=== PASSAGE SHOWN ===

# Perfect World... International Version COMING SOON! (furries!)



## WolfoxOkamichan (Jul 18, 2007)

Perfect World is an MMORPG created by a Chinese company called Beijing Perfect World Technology Inc., which has a resemblance of WoW... only better. =P (Note - the game has been released earlier than WoW, and even mid-setting PCs make the game look good).

Anyway, unlike most (Western) MMORPGs, the game is more focused in a  Chinese fantasy setting. There is also no racial discrimination within the game (lol). There are many races, but the one that will raise interest is the beastmen race (Yao Shou), featuring four skins - a wolf, a lion, a tiger, and a panda. You can customize the appearance of the character as well (which is one of the key factors in the game's uniqueness). Yes, even the build is customizable!

=== PROVIDED MATERIAL ===

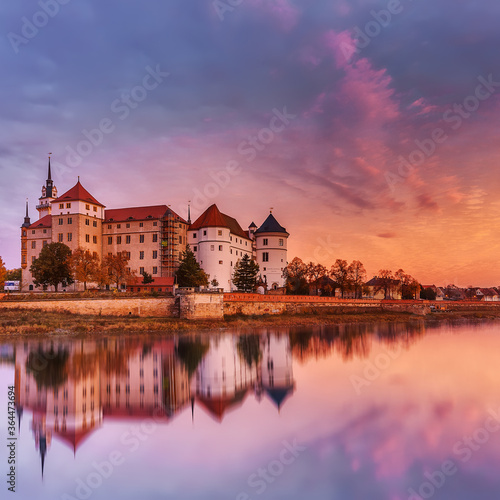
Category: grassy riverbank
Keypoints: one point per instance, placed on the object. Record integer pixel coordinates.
(23, 322)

===

PROBLEM 1:
Name every animal skin the Perfect World post gives for the beastmen race.
PROBLEM 2:
Copy out the Perfect World post word for word from "## WolfoxOkamichan (Jul" to "game look good).".
The material has no connection to the Perfect World post.

CORRECT RESULT 1:
wolf, lion, tiger, panda

CORRECT RESULT 2:
## WolfoxOkamichan (Jul 18, 2007)

Perfect World is an MMORPG created by a Chinese company called Beijing Perfect World Technology Inc., which has a resemblance of WoW... only better. =P (Note - the game has been released earlier than WoW, and even mid-setting PCs make the game look good).